====== PAGE EXCERPT

Dynamics¶

By default, the dynamic terms in an amplitude model are set to \(1\) by the HelicityAmplitudeBuilder. The method set_dynamics() can then be used to set dynamics lineshapes for specific resonances. The dynamics.builder module provides some tools to set standard lineshapes (see below), but it is also possible to set custom dynamics.

The standard lineshapes provided by AmpForm are illustrated below. For more info, have a look at the following pages:

%matplotlib widget
import matplotlib.pyplot as plt
import mpl_interactions.ipyplot as iplt
import numpy as np
import sympy as sp
from IPython.display import Math

import symplot

Form factor¶

AmpForm uses Blatt-Weisskopf functions \(B_L\) as barrier factors (also called form factors, see BlattWeisskopfSquared):

from ampform.dynamics import BlattWeisskopfSquared

L = sp.Symbol("L", integer=True)
z = sp.Symbol("z", real=True)
ff2 = BlattWeisskopfSquared(L, z)

Math(f"{sp.latex(ff2)} = {sp.latex(ff2.doit())}")

============

#### SET PROBLEM 1
Reproduce word for word the part of the AmpForm dynamics page from "Form factor¶" up to and including "ff2 = BlattWeisskopfSquared(L, z)".
#### SET PROBLEM 2
Quote the records exactly, from the start of the records up to and including the line with "column 957, row 609".

====== RECORDS FOR THIS TASK

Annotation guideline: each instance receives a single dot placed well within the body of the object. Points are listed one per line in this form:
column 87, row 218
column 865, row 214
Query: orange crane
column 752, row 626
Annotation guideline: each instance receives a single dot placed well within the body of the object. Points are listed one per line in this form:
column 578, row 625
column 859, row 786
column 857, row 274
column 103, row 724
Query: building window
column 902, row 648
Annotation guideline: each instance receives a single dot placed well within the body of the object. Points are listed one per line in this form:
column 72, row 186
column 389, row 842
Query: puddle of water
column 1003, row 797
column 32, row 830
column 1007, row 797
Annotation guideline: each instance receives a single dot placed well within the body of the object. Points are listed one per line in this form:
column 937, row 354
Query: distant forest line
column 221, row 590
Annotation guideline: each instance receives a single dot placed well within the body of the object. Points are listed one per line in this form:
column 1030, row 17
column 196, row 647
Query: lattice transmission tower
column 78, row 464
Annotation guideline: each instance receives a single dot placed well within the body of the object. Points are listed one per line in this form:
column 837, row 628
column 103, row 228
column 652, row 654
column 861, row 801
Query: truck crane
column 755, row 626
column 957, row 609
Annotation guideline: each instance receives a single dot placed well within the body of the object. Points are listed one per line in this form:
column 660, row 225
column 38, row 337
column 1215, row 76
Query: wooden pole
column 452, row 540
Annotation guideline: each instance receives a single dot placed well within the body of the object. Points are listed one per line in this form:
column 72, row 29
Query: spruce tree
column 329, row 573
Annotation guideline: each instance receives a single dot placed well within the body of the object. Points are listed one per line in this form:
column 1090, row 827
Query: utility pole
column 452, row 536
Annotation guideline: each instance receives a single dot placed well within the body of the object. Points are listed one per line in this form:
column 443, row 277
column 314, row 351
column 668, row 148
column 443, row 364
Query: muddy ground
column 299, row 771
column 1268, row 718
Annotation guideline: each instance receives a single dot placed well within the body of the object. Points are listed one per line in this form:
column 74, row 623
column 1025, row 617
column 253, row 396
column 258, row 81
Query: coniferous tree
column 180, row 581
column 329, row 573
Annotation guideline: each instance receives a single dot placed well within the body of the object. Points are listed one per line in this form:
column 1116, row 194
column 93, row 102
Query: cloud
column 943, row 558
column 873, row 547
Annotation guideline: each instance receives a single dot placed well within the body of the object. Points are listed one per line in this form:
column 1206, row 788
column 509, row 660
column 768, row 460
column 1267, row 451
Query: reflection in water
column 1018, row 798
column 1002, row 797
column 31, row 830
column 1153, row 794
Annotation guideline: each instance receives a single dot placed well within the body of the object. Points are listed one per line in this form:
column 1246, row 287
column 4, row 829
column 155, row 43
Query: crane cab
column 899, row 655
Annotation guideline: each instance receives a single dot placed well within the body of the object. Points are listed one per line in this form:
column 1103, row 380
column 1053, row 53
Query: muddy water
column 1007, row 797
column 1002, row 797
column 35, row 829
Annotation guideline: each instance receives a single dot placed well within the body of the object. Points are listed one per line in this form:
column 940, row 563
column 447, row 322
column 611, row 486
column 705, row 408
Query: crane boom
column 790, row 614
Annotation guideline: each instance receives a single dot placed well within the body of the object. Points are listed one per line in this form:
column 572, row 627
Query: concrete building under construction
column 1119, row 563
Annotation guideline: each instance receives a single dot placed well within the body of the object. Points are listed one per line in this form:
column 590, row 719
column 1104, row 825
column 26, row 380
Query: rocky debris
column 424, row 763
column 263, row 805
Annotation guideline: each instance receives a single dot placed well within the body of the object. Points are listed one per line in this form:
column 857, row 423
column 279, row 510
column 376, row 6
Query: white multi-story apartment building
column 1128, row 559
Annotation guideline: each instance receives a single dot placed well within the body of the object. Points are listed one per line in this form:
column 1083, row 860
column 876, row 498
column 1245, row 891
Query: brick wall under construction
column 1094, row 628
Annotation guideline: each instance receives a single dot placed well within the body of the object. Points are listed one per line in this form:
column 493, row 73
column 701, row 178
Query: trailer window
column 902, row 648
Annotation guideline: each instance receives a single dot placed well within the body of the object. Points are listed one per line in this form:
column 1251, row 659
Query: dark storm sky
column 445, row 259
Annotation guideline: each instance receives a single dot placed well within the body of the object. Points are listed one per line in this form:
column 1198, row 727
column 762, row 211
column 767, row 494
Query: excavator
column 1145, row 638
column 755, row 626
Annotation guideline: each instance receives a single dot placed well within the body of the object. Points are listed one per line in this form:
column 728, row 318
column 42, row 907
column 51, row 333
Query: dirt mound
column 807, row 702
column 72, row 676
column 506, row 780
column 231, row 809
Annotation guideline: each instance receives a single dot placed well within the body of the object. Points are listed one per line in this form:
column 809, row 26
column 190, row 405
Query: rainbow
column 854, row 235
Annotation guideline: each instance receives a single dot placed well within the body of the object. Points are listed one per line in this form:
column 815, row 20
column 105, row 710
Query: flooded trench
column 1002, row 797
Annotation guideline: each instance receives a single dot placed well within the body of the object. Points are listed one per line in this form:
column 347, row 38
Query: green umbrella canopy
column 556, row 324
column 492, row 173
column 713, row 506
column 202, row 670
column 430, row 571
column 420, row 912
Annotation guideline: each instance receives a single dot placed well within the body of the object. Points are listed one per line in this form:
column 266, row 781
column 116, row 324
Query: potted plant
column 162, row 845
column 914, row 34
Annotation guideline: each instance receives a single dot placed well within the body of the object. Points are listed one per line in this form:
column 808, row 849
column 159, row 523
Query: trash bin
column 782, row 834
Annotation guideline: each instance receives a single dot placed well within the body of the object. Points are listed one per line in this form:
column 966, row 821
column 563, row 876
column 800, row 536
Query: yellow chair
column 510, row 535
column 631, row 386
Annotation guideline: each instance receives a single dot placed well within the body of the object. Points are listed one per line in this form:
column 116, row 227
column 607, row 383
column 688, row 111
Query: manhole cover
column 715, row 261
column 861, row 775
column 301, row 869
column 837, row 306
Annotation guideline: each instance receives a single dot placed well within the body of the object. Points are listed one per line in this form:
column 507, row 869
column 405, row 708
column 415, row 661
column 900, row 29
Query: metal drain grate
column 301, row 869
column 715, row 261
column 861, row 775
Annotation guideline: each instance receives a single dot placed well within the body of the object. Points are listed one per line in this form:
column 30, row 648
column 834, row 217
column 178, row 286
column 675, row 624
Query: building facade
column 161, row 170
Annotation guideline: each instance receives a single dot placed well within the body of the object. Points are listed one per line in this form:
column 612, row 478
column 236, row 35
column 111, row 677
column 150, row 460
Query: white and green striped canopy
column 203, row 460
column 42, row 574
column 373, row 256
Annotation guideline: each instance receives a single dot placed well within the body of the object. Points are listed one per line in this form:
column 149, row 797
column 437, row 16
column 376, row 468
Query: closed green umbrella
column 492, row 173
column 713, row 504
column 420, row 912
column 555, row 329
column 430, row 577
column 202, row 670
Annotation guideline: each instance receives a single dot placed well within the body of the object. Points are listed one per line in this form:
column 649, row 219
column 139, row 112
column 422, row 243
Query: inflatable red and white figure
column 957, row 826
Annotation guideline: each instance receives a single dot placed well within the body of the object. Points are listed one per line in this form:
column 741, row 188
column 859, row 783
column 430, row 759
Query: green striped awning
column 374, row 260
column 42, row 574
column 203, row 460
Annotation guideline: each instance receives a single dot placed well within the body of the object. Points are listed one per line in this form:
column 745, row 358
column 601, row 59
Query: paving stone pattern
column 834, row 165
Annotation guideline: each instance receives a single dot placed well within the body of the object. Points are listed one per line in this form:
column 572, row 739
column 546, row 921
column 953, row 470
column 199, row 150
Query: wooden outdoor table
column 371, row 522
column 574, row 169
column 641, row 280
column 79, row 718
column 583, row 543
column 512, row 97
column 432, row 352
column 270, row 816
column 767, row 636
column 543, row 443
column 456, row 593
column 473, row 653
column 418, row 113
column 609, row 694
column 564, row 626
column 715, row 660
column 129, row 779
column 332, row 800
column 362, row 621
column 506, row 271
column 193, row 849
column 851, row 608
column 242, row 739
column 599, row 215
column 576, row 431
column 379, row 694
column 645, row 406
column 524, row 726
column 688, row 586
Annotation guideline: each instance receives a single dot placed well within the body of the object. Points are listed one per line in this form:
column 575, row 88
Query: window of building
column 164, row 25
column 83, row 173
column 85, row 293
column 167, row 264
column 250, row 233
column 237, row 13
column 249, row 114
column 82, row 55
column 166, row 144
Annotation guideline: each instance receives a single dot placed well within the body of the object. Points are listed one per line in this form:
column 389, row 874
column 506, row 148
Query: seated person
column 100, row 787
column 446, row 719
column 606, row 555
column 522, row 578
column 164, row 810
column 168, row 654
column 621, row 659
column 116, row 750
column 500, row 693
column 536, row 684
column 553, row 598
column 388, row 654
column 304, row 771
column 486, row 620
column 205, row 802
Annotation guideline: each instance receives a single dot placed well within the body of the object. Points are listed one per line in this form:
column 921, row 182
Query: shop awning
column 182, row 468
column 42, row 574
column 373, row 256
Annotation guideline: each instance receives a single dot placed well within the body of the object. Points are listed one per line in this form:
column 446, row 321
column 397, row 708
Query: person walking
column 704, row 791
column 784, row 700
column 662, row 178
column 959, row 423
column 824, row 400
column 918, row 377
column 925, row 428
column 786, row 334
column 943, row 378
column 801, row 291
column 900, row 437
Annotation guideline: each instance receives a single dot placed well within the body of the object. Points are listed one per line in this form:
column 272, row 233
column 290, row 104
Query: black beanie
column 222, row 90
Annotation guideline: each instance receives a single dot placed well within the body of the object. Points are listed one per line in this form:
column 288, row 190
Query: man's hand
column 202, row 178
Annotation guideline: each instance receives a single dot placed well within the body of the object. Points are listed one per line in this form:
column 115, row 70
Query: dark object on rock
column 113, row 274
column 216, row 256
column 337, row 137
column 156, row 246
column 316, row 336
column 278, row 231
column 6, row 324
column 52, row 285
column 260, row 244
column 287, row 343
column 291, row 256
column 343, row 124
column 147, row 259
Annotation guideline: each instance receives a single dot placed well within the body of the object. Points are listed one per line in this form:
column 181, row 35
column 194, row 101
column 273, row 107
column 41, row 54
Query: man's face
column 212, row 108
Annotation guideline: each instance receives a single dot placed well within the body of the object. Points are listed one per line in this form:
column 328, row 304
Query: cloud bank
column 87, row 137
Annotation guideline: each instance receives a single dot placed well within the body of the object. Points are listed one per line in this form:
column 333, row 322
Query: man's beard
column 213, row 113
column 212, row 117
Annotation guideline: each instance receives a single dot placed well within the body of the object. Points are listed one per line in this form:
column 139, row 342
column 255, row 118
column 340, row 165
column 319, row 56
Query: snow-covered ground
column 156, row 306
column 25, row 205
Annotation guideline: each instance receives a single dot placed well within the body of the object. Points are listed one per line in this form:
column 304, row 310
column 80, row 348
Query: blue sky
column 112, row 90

============

#### EXERCISE RESPONSE 1
Form factor¶

AmpForm uses Blatt-Weisskopf functions \(B_L\) as barrier factors (also called form factors, see BlattWeisskopfSquared):

from ampform.dynamics import BlattWeisskopfSquared

L = sp.Symbol("L", integer=True)
z = sp.Symbol("z", real=True)
ff2 = BlattWeisskopfSquared(L, z)

#### EXERCISE RESPONSE 2
Annotation guideline: each instance receives a single dot placed well within the body of the object. Points are listed one per line in this form:
column 87, row 218
column 865, row 214
Query: orange crane
column 752, row 626
Annotation guideline: each instance receives a single dot placed well within the body of the object. Points are listed one per line in this form:
column 578, row 625
column 859, row 786
column 857, row 274
column 103, row 724
Query: building window
column 902, row 648
Annotation guideline: each instance receives a single dot placed well within the body of the object. Points are listed one per line in this form:
column 72, row 186
column 389, row 842
Query: puddle of water
column 1003, row 797
column 32, row 830
column 1007, row 797
Annotation guideline: each instance receives a single dot placed well within the body of the object. Points are listed one per line in this form:
column 937, row 354
Query: distant forest line
column 221, row 590
Annotation guideline: each instance receives a single dot placed well within the body of the object. Points are listed one per line in this form:
column 1030, row 17
column 196, row 647
Query: lattice transmission tower
column 78, row 464
Annotation guideline: each instance receives a single dot placed well within the body of the object. Points are listed one per line in this form:
column 837, row 628
column 103, row 228
column 652, row 654
column 861, row 801
Query: truck crane
column 755, row 626
column 957, row 609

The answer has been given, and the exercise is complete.